--- Текст для чтения ---

Образ «Мирового Древа» в лирике Константина Бальмонта

Константин Бальмонт. Критика. Образ «Мирового Древа» в лирике Константина Бальмонта

С.А. Щербаков, зав. каф. языковой подготовки МГУЛ, канд. филол. наук.

В русской поэзии к образу Мирового Дре­ва чаще других обращался Константин Бальмонт, в чьем творчестве вообще комби­нировались «все мыслимые мифологические, фольклорные, архаико-античные, экзотически-внеевропейские и другие мотивы»[1]. Синкретическое начало поэзии К.Д. Баль­монта не однажды попадало в фокус иссле­довательского внимания. Исследователь Л.А. Соколова подчеркнула многогранность соот­ношений поэтом родного и вселенского: «В использовании мифологических образов сла­вянского мира лирика К.Бальмонта отражает глубинную связь национального с мировым. Одним из ключевых выступает образ Миро­вого Древа, воплощающий универсальную концепцию мира и реализующийся в различ­ных вариантах и трансформациях»[2].

---

Задание A: Кто, согласно статье об образе Мирового Древа в лирике Бальмонта, подчеркнул многогранность соотношений поэтом родного и вселенского?
Задание B: Напишите следующий абзац статьи об образе Мирового Древа в лирике Бальмонта.

--- Представленные записи ---

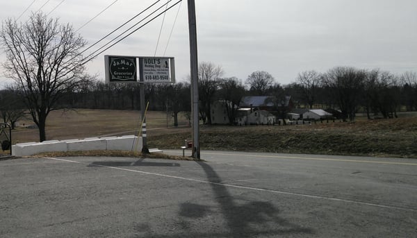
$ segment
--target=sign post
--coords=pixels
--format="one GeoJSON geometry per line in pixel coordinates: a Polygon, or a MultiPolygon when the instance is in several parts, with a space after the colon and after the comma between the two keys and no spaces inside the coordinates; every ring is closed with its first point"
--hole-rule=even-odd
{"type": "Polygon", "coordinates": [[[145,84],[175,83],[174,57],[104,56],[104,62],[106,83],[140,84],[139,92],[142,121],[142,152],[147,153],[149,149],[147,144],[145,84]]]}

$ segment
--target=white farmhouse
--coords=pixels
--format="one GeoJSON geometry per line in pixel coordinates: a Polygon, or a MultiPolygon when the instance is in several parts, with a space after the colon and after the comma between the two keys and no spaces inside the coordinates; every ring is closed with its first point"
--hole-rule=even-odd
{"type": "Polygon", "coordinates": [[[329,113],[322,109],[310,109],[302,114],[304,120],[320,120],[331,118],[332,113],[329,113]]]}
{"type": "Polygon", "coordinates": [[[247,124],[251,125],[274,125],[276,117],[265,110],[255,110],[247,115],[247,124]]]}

---

Ответ A: Исследователь Л.А. Соколова.

Ответ B:
Выделим стихотворение «Славянское Древо» (книга «Жар-птица», 1907). Древо это «Корнями гнездится глубоко, / Вершиною восходит высоко...» [3]. Хорошо знакомый с мифологическими представлениями о «Мировом древе», поэт далее уточняет, что оно «Корнями гнездится глубоко в земле и в бес­смертном подземном огне.» (346). Но затем придает ему черты «индивидуально-славян­ские»: оно «знает веселье / И знает печаль / И, от моря до моря раскинув свои ожерелья, / Колыбельно поет над умом / и уводит мечтание в даль» (347). Перед нами как бы древес­ное воплощение соборной славянской души, питающее своими плодотворными соками творческое вдохновение автора.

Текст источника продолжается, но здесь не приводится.